## PROBLEM STATEMENT
Your task is to print all of the data word for word.

(Items from a dataset)
• • • • •

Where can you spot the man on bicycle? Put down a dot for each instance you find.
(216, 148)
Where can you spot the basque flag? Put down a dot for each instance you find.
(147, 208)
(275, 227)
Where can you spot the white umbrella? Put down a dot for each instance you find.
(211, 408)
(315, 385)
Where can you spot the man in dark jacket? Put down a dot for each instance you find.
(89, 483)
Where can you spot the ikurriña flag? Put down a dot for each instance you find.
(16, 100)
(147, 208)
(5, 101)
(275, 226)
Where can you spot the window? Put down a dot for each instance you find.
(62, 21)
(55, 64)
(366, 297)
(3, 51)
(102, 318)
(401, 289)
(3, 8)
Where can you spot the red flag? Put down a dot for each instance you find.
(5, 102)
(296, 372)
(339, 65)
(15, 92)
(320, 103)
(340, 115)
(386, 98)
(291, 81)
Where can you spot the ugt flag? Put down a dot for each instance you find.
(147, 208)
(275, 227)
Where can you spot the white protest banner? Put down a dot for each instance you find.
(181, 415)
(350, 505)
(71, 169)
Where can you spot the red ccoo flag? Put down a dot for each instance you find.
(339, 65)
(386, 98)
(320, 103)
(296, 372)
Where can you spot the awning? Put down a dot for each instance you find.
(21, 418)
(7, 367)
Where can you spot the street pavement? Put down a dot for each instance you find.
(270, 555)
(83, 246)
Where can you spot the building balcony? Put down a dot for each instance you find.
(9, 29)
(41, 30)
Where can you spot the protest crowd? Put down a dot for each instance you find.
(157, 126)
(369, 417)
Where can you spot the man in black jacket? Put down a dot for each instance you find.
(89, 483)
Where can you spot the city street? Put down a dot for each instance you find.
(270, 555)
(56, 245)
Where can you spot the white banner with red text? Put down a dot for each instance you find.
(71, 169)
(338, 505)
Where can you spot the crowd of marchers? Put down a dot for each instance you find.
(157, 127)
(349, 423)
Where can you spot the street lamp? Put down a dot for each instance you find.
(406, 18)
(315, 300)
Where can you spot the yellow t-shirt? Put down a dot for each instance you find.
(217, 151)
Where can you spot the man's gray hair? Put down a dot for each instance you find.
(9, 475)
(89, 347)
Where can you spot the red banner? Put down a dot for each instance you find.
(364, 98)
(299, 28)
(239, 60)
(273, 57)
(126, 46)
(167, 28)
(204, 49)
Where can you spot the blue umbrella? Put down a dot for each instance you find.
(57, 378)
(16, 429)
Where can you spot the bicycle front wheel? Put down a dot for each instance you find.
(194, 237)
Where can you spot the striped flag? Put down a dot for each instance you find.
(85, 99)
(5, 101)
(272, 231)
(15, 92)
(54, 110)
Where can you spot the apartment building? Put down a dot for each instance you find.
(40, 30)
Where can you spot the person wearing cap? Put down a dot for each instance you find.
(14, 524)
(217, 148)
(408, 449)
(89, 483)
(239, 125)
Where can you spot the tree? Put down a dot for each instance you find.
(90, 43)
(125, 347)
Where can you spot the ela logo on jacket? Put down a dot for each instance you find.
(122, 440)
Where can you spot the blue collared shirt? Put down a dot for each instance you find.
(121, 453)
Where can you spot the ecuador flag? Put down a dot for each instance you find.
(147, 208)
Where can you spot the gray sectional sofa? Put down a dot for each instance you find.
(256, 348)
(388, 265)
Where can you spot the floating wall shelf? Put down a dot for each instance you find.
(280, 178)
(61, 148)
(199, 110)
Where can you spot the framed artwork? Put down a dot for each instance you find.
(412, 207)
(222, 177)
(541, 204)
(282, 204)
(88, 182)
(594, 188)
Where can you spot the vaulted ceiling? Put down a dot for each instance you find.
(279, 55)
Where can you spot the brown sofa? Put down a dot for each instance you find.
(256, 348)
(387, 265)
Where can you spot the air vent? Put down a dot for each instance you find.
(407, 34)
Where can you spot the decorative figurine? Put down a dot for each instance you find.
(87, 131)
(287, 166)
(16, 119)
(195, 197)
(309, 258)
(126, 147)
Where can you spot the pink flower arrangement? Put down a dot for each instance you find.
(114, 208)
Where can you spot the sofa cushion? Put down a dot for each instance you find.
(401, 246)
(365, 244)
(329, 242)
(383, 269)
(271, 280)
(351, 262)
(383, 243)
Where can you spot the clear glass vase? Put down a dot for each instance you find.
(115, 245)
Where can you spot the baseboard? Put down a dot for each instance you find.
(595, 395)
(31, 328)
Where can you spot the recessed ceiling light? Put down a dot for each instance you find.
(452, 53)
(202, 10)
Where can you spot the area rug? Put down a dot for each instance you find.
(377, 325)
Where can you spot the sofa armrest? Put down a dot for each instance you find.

• • • • •

## WRITTEN ANSWER
Where can you spot the man on bicycle? Put down a dot for each instance you find.
(216, 148)
Where can you spot the basque flag? Put down a dot for each instance you find.
(147, 208)
(275, 227)
Where can you spot the white umbrella? Put down a dot for each instance you find.
(211, 408)
(315, 385)
Where can you spot the man in dark jacket? Put down a dot for each instance you find.
(89, 483)
Where can you spot the ikurriña flag? Put down a dot for each instance you find.
(16, 100)
(147, 208)
(5, 101)
(275, 226)
Where can you spot the window? Put down a dot for each instance you find.
(62, 21)
(55, 64)
(366, 297)
(3, 51)
(102, 318)
(401, 289)
(3, 8)
Where can you spot the red flag? Put down a dot for each instance you find.
(5, 102)
(296, 372)
(339, 65)
(15, 92)
(320, 103)
(340, 115)
(386, 98)
(291, 81)
Where can you spot the ugt flag? Put down a dot for each instance you find.
(147, 208)
(275, 227)
Where can you spot the white protest banner? Put down a dot for each instance you find.
(181, 415)
(350, 505)
(71, 169)
Where can you spot the red ccoo flag? Put down a dot for each instance you find.
(339, 65)
(386, 98)
(320, 103)
(296, 372)
Where can you spot the awning? Put down a dot for each instance you find.
(21, 418)
(7, 367)
Where can you spot the street pavement? Put down a dot for each instance you find.
(270, 555)
(83, 246)
Where can you spot the building balcony? Put down a dot for each instance you find.
(9, 29)
(41, 30)
Where can you spot the protest crowd? Put down a dot for each instance you find.
(157, 126)
(369, 417)
Where can you spot the man in black jacket? Put down a dot for each instance you find.
(89, 483)
Where can you spot the city street? Put down a dot for each instance you find.
(270, 555)
(56, 245)
Where can you spot the white banner with red text? Put down a dot for each instance you find.
(71, 169)
(338, 505)
Where can you spot the crowd of marchers? Put down a dot for each instance you find.
(157, 127)
(349, 423)
Where can you spot the street lamp? Put down a dot for each instance you find.
(406, 18)
(315, 300)
Where can you spot the yellow t-shirt? Put down a dot for each instance you find.
(217, 151)
Where can you spot the man's gray hair? Put down a dot for each instance you find.
(9, 475)
(89, 347)
Where can you spot the red banner? Put down a dot for each instance you find.
(364, 98)
(299, 28)
(239, 60)
(273, 57)
(126, 46)
(167, 28)
(204, 49)
Where can you spot the blue umbrella? Put down a dot for each instance you find.
(57, 378)
(16, 429)
Where can you spot the bicycle front wheel? Put down a dot for each instance you find.
(194, 237)
Where can you spot the striped flag? Put down a dot for each instance you find.
(85, 99)
(5, 101)
(272, 231)
(15, 92)
(54, 110)
Where can you spot the apartment building? Put down a dot for each instance you find.
(40, 30)
Where can you spot the person wearing cap? Put down a dot for each instance you find.
(14, 524)
(217, 148)
(408, 449)
(89, 483)
(239, 125)
Where can you spot the tree? Put down a dot for each instance you find.
(90, 43)
(125, 347)
Where can you spot the ela logo on jacket? Put down a dot for each instance you find.
(122, 440)
Where can you spot the blue collared shirt? Put down a dot for each instance you find.
(121, 453)
Where can you spot the ecuador flag? Put down a dot for each instance you find.
(147, 208)
Where can you spot the gray sectional sofa? Put down a dot for each instance you find.
(256, 348)
(388, 265)
Where can you spot the floating wall shelf? Put down a dot for each instance you find.
(280, 178)
(61, 148)
(199, 110)
Where can you spot the framed artwork? Put down a dot for each instance you find.
(412, 207)
(222, 177)
(541, 204)
(282, 204)
(88, 182)
(594, 188)
Where can you spot the vaulted ceiling? Put down a dot for each instance you find.
(279, 55)
Where can you spot the brown sofa? Put down a dot for each instance you find.
(256, 348)
(387, 265)
Where can you spot the air vent? Put down a dot for each instance you find.
(407, 34)
Where can you spot the decorative figurine? Put down a dot for each instance you find.
(87, 131)
(287, 166)
(16, 119)
(195, 197)
(309, 258)
(126, 147)
Where can you spot the pink flower arrangement? Put down a dot for each instance you find.
(114, 208)
Where can you spot the sofa cushion? Put down a dot for each instance you find.
(401, 246)
(365, 244)
(329, 242)
(383, 269)
(271, 280)
(351, 262)
(383, 243)
Where can you spot the clear glass vase? Put down a dot for each instance you find.
(115, 245)
Where can you spot the baseboard? Put down a dot for each instance you find.
(595, 395)
(31, 328)
Where can you spot the recessed ceiling light? Put down a dot for each instance you find.
(452, 53)
(202, 10)
Where can you spot the area rug? Put down a dot for each instance you find.
(377, 325)
Where can you spot the sofa armrest? Put down a dot for each instance you find.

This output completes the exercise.